---------- Records supplied
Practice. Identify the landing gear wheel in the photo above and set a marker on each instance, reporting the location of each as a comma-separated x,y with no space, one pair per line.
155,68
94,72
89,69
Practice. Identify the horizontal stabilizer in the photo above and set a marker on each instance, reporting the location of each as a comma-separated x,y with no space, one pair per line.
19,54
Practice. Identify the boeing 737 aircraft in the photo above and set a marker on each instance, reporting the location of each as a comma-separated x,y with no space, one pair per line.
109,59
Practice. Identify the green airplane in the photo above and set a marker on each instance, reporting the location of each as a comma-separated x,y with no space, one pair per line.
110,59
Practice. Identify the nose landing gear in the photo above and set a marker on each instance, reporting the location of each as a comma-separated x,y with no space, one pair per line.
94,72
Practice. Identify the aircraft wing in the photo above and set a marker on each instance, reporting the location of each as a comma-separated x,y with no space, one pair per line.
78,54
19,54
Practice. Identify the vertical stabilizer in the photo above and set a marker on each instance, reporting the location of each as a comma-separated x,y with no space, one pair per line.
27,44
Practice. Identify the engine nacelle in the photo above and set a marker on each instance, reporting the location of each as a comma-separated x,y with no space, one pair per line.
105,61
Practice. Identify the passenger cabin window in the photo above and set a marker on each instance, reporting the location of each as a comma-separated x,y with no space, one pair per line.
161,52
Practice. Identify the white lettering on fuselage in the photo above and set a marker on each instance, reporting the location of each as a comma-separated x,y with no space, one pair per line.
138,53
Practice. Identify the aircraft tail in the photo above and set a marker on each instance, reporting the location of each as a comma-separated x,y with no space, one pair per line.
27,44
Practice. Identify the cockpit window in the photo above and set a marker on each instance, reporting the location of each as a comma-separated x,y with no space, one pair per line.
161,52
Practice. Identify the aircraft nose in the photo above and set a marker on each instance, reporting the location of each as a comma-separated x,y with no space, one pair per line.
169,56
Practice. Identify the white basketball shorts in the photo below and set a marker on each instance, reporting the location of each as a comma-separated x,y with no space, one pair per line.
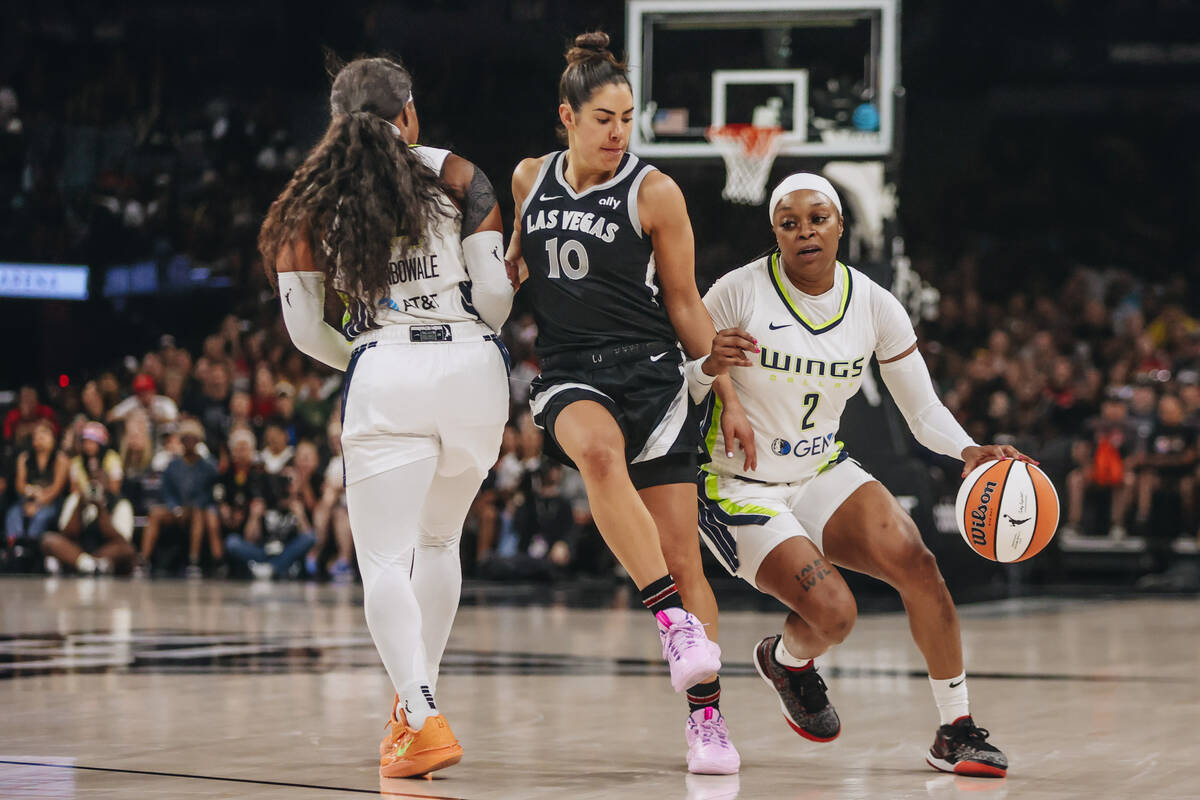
743,521
406,400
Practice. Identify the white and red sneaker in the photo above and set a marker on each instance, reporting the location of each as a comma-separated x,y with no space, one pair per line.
687,648
709,750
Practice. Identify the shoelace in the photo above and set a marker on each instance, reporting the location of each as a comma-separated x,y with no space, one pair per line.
970,733
712,732
811,689
682,637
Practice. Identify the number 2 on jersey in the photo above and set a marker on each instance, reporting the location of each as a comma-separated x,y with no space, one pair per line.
561,259
811,402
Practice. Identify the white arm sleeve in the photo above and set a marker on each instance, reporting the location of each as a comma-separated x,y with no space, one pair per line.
930,421
699,383
303,298
491,293
726,302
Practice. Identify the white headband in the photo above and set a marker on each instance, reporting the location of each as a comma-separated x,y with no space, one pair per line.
798,181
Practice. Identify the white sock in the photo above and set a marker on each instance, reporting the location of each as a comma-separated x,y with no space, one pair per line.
786,659
437,569
417,702
951,695
384,511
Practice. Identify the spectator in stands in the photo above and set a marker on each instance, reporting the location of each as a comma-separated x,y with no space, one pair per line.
331,513
211,407
41,482
286,414
141,485
277,452
263,407
19,422
160,410
186,494
1105,462
1170,464
240,495
96,522
93,402
287,530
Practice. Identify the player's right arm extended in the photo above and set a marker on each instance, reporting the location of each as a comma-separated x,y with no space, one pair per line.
523,178
911,386
483,240
303,299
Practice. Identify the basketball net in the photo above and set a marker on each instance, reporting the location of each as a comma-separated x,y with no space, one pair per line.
749,152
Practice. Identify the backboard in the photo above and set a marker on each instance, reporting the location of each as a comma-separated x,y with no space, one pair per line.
826,71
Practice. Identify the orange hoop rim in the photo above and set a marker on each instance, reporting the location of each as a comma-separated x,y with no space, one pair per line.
753,138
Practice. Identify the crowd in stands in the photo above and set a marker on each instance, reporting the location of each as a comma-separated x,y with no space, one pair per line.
223,457
227,461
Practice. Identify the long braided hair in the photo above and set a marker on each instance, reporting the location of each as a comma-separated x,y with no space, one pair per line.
359,188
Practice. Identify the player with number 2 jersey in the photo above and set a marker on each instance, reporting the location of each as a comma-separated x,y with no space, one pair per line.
808,509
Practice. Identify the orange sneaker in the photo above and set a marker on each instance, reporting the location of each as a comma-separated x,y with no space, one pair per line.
405,752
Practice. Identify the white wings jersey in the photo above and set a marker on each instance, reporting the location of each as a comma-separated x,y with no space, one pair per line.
429,284
813,354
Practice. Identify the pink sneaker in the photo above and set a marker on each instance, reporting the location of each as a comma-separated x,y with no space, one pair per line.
685,647
709,750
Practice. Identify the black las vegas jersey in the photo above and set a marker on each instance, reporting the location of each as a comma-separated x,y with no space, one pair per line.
592,275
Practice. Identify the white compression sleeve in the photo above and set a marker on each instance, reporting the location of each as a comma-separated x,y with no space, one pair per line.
930,421
699,382
491,293
303,298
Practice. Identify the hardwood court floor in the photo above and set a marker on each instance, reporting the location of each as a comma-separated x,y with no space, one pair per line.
--------------------
→ Task prompt: Arrange every one of the records above as a numbered list with one line per entry, leaving out any blank lines. Leave the pictures out of your answer.

→ Written solution:
1. Practice. Identify the landing gear wheel in the photo above and set a marker on each instance, reporting the location of each as a comma-separated x,y with no space, one pair per line.
2. 155,68
3. 94,72
4. 89,69
5. Practice. Identify the horizontal stabilizer in the photo above and set a marker on each instance, reporting the location of each as a comma-separated x,y with no space, one pair per line.
6. 19,54
7. Practice. Identify the boeing 737 aircraft in the photo above and set a marker on each instance, reporting the location of each as a comma-separated x,y with no space, one pair per line.
8. 109,59
9. Practice. Identify the green airplane in the photo above and set a marker on each instance, reporting the location of each as a comma-separated x,y with no space, one pair per line.
10. 110,59
11. Practice. Identify the nose landing gear in the photo above and set a marker on each instance, reporting the location of each as a comma-separated x,y with no space, one pair per line.
12. 94,72
13. Practice. Identify the aircraft wing in the photo above and set a marker on each instance, reporting the location of each as a comma-separated x,y with no space, one pair per line.
14. 78,54
15. 19,54
16. Practice. Identify the vertical stabilizer in the photo above and set a marker on each instance, reporting the location of each as a comma-separated x,y with no space, one pair per line.
17. 27,44
18. Practice. Identify the engine nacelle in the photo above and set a marker on each instance, reporting the location of each as a comma-separated x,y with no space, one pair per line.
19. 105,61
20. Practice. Identify the passenger cabin window in the photo above and set a marker on each instance, reporting the location of each as a comma-separated x,y with no space, one pair per line.
21. 161,52
22. Practice. Identify the white lettering on fuselage in the photo above and set a marker on each instance, reporting the location of each as a comma-separated x,y with no space, one pair per line.
23. 138,53
24. Practice. Identify the aircraft tail in the photo above and set a marker on each instance, reporting the location of each as a comma-separated x,y with no space, one pair per line.
25. 27,44
26. Practice. Identify the cockpit window in the photo above and set a marker on each instance, reporting the location of each as a comma-separated x,y with no space, one pair per line.
27. 161,52
28. Practice. Identify the aircraft nose in the photo above and set a marker on each instance, reporting the location of each as a comma-separated x,y with no space, one pair per line.
29. 169,56
30. Practice. Identify the white basketball shorts in the photo below and set a marker on each instance, reporting the location of each as a comma-separated x,y with no space, one pair per line.
31. 743,521
32. 406,400
33. Practice. Identify the white and red sneaker in the photo above and set a marker on each instance, reporting the location of each as a comma-separated x,y with no space, one pair per line.
34. 687,648
35. 709,750
36. Practice. Identify the shoelace in the photo above and set a marker on each instance, reporting the location of each as a comma-separated x,y with no space, one pair per line.
37. 970,733
38. 712,732
39. 811,689
40. 682,637
41. Practice. Identify the number 2 on jersey in the photo above and set a marker on each instance, reporting the location of each as a comma-separated x,y with no space, one pair per line.
42. 561,259
43. 811,402
44. Practice. Identify the white arm sleeve in the photo above and set a marker on each instance, reporting the location of each as a comma-separated x,y with no space, one pair per line.
45. 930,421
46. 699,383
47. 303,298
48. 491,293
49. 726,302
50. Practice. Identify the white headband in the photo above and set a marker on each instance, reporting the location of each as a comma-separated x,y with no space, one pair per line.
51. 798,181
52. Practice. Identify the white sock in the photo above and set a marker on each instance, reporting the location of each as a comma-separated x,y with no space, one pair per line.
53. 786,659
54. 437,569
55. 417,702
56. 951,695
57. 384,511
58. Practice. Identify the spectator in stands in the photo above and set a marker on each instance, reporting the location of each as a comma-separated x,y with no space, one pair per line.
59. 331,513
60. 211,407
61. 41,482
62. 286,414
63. 141,485
64. 277,452
65. 263,407
66. 19,422
67. 160,410
68. 186,494
69. 1105,462
70. 1170,464
71. 240,495
72. 96,522
73. 93,402
74. 287,530
75. Practice. Identify the player's right arm extended in the photo above and set a marker on each instance, reporting the location of each as a comma-separated x,y with no space, one pair per line.
76. 523,178
77. 911,386
78. 483,240
79. 303,299
80. Practice. Identify the basketball net in the photo above and set a marker on each instance, reporting the location of each as a comma-separated x,y with no space, one pair per line.
81. 749,152
82. Practice. Identify the backboard in the photo above and set a marker on each instance, reporting the location of each as a comma-separated x,y with no space, one pair per line.
83. 826,71
84. Practice. Identify the orange hoop rim in the photo above and set a marker on each instance, reporting the location of each as a comma-separated x,y with no space, one pair per line.
85. 753,138
86. Practice. Identify the crowd in stands in the photo above and set a marker on each instance, reporting the location of each as a comma-separated x,y with no space, one pair per line.
87. 223,457
88. 227,461
89. Practice. Identify the long braided hair in the photo above and set a marker on each instance, reporting the location of each as a comma-separated x,y with no space, one pair per line.
90. 359,188
91. Practice. Identify the player with number 2 jersey in the photo above and set a marker on each instance, reporting the location of each as a comma-separated x,y with no space, one pair per line.
92. 808,509
93. Practice. Identify the orange sneaker in the photo above and set a marker on each instance, reporting the location of each as a comma-separated x,y with no space, one pair per line.
94. 405,752
95. Practice. Identify the white wings jersey in the photo above and set a marker on each instance, reporting the location of each as a comma-separated x,y with no space, one pair per line.
96. 429,284
97. 813,354
98. Practice. Identify the pink sneaker in the photo above and set a marker on each instance, reporting the location of each as a comma-separated x,y with no space, one pair per line.
99. 685,647
100. 709,750
101. Practice. Identify the black las vegas jersey in the photo above and set a marker on each instance, reporting the location of each as a comma-separated x,y with no space, one pair per line.
102. 592,275
103. Practice. Identify the white compression sleeve in the photo above and set a marker on each instance, reporting the location of each as a comma-separated x,y with no space, one pair per line.
104. 930,421
105. 699,382
106. 491,293
107. 303,298
108. Practice. Identify the hardwood court floor in the photo above and set a marker on each instance, reporting the location of each as a comma-separated x,y with no space, one pair per line.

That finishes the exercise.